Point-per-instance localization data:
⁂
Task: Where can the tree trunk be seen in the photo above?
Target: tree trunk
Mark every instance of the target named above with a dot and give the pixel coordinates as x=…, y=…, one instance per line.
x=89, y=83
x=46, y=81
⁂
#### Activity
Copy exactly, and only, the lines from the line that contains "Mark every instance" through the end of the data above.

#### Expected answer
Mark every instance of the target named above with a dot and give the pixel coordinates as x=…, y=…, one instance per line.
x=89, y=83
x=46, y=81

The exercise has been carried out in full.